Go through the listing and write out all of it exactly.

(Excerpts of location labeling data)
* * * * *
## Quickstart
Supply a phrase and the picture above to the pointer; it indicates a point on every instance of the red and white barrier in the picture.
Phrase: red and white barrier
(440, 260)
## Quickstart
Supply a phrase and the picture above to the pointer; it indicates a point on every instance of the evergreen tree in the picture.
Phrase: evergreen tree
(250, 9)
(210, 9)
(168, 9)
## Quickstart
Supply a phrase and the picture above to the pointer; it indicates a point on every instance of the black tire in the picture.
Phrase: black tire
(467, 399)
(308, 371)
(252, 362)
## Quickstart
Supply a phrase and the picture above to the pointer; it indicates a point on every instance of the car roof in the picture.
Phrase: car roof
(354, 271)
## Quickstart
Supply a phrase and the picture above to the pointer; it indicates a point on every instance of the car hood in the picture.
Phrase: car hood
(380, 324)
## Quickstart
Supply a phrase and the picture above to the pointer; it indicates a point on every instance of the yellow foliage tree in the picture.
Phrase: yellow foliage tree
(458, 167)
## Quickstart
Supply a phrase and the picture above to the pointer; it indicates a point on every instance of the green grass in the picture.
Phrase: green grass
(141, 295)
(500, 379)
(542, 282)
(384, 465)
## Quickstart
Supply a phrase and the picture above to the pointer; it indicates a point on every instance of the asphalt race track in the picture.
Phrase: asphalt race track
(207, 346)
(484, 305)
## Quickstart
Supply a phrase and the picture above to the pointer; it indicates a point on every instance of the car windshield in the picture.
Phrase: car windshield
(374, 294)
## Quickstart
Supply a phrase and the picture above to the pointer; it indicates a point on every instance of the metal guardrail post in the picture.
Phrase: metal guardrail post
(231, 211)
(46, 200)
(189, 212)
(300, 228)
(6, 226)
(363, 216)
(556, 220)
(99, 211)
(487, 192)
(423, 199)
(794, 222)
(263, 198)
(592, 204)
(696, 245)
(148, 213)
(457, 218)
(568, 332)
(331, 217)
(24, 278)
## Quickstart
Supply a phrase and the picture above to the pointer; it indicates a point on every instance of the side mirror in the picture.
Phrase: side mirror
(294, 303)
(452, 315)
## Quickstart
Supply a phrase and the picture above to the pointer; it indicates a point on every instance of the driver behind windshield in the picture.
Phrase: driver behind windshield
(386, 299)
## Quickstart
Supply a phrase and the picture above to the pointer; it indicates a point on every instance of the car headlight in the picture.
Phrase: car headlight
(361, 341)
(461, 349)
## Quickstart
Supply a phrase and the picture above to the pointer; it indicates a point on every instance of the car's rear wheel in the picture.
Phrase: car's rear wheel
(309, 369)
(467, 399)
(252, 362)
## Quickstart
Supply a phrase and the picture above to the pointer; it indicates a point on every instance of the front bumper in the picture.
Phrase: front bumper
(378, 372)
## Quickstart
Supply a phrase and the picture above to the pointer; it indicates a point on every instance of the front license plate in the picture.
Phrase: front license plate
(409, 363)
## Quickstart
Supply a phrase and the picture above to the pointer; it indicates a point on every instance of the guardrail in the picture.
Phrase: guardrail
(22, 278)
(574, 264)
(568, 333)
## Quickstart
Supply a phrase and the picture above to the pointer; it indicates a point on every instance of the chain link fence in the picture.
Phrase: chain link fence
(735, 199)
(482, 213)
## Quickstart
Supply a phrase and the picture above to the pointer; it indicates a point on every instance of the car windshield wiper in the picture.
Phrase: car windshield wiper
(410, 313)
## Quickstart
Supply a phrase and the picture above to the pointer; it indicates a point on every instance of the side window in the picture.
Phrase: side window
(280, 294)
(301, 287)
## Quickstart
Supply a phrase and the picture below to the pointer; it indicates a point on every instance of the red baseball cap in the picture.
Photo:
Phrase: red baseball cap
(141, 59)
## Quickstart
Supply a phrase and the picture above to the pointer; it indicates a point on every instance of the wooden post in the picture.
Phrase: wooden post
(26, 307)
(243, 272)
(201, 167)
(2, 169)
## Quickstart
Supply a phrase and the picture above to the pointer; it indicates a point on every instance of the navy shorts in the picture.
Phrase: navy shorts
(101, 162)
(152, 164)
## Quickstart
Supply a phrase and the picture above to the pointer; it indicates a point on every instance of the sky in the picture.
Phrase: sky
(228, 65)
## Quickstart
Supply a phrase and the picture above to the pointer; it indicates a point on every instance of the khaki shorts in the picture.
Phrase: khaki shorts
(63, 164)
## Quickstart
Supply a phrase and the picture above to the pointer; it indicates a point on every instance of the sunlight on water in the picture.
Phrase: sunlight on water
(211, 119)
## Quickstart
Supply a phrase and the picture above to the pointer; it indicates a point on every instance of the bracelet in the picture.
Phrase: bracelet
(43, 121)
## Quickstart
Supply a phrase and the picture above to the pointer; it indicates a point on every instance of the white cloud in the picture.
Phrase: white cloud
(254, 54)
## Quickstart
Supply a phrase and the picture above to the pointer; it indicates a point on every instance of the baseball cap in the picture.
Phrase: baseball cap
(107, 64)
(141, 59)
* * * * *
* **RESPONSE FOR THIS EXERCISE**
## Quickstart
Supply a phrase and the picture above to the pointer; it indicates a point on every instance of the red and white barrier in the picture.
Phrase: red and white barrier
(440, 260)
## Quickstart
Supply a phrase and the picture above to the pointer; it indicates a point on every instance of the evergreen tree in the picture.
Phrase: evergreen tree
(250, 9)
(210, 9)
(168, 9)
## Quickstart
Supply a phrase and the picture above to the pointer; it indicates a point on every instance of the black tire in the picture.
Phrase: black tire
(467, 399)
(308, 371)
(252, 362)
## Quickstart
Supply a phrase and the picture above to the pointer; it indicates a point on every instance of the car roof in the picture.
Phrase: car roof
(354, 271)
## Quickstart
Supply a phrase and the picture above to the pointer; it indicates a point on every instance of the car hood in the picture.
Phrase: car hood
(380, 324)
## Quickstart
Supply a phrase and the picture above to the pointer; it indicates a point on every instance of the yellow foliage tree in the picture.
Phrase: yellow foliage tree
(458, 167)
## Quickstart
Supply a phrase and the picture above to the pointer; it indicates a point on every instance of the green grass in the picture.
Phrase: green grass
(141, 295)
(500, 379)
(542, 282)
(384, 465)
## Quickstart
Supply a phrase and the picture above to the pointer; it indicates a point on every instance of the asphalt race track in the picture.
Phrase: asphalt race track
(207, 346)
(484, 305)
## Quickstart
Supply a phrase and the picture above to the pointer; it indicates a point on every instance of the car windshield in the picture.
Phrase: car windshield
(374, 294)
## Quickstart
Supply a phrase and the picture above to the pointer; it indicates a point on every instance of the metal guardrail post in the picture.
Phrase: metal guardrail post
(231, 211)
(46, 200)
(189, 212)
(300, 228)
(6, 226)
(363, 216)
(556, 220)
(99, 211)
(487, 192)
(423, 199)
(794, 222)
(263, 198)
(592, 204)
(696, 245)
(148, 213)
(457, 218)
(568, 332)
(331, 217)
(24, 278)
## Quickstart
Supply a phrase and the picture above to the pointer; it indicates a point on every instance of the side mirror in the picture.
Phrase: side mirror
(294, 303)
(452, 315)
## Quickstart
Supply a phrase and the picture above to the pointer; it indicates a point on every instance of the driver behind windshield in the picture.
Phrase: driver behind windshield
(386, 299)
## Quickstart
Supply a phrase and the picture above to the pointer; it indicates a point on every instance of the car headlight in the picture.
Phrase: car headlight
(361, 341)
(461, 349)
## Quickstart
Supply a phrase and the picture above to the pointer; it indicates a point on every instance of the car's rear wheel in the picture.
Phrase: car's rear wheel
(309, 369)
(467, 399)
(252, 362)
## Quickstart
Supply a phrase and the picture above to the pointer; it indicates a point on every instance of the front bumper in the picture.
Phrase: front bumper
(378, 372)
## Quickstart
Supply a phrase and the picture above to the pointer; it indicates a point on every instance of the front license plate in the picture.
Phrase: front license plate
(409, 363)
## Quickstart
Supply a phrase and the picture above to the pointer; it indicates a point on every instance of the guardrail in the picture.
Phrase: guardrail
(22, 278)
(574, 264)
(568, 333)
## Quickstart
Supply a phrase and the picture above to the pointer; it indicates a point on every instance of the chain link fence in the picture.
Phrase: chain link fence
(735, 199)
(482, 213)
## Quickstart
Supply a phrase and the picture above to the pointer; it indicates a point on every instance of the car windshield wiper in the picture.
Phrase: car windshield wiper
(410, 313)
## Quickstart
Supply a phrase and the picture above to the pointer; it indicates a point on every instance of the side window in the picture.
Phrase: side window
(280, 294)
(301, 287)
## Quickstart
Supply a phrase and the picture below to the pointer; it indicates a point on every instance of the red baseball cap in the picture.
Photo:
Phrase: red baseball cap
(141, 59)
## Quickstart
Supply a phrase and the picture above to the pointer; it indicates a point on every instance of the wooden post in the picture.
Phrase: wooden post
(26, 307)
(243, 272)
(201, 167)
(2, 169)
## Quickstart
Supply a phrase and the picture above to the pointer; it indicates a point on every instance of the navy shorts in the picture.
Phrase: navy shorts
(101, 162)
(152, 164)
## Quickstart
Supply a phrase and the picture above to the pointer; it indicates a point on every instance of the sky in the picture.
Phrase: sky
(228, 65)
## Quickstart
Supply a phrase and the picture above to the pointer; it indicates a point on every instance of the khaki shorts in the picture.
Phrase: khaki shorts
(63, 164)
## Quickstart
Supply a phrase and the picture above to the pointer; it indicates a point on every instance of the sunlight on water in the picture.
Phrase: sunlight on water
(211, 119)
## Quickstart
Supply a phrase and the picture above to the pointer; it indicates a point on every instance of the bracelet in the picture.
Phrase: bracelet
(43, 121)
## Quickstart
Supply a phrase and the picture above to the pointer; it indicates a point on every instance of the white cloud in the picture.
Phrase: white cloud
(254, 54)
## Quickstart
Supply a phrase and the picture above to the pointer; it indicates a point on every instance of the baseball cap in the picture.
Phrase: baseball cap
(107, 64)
(141, 59)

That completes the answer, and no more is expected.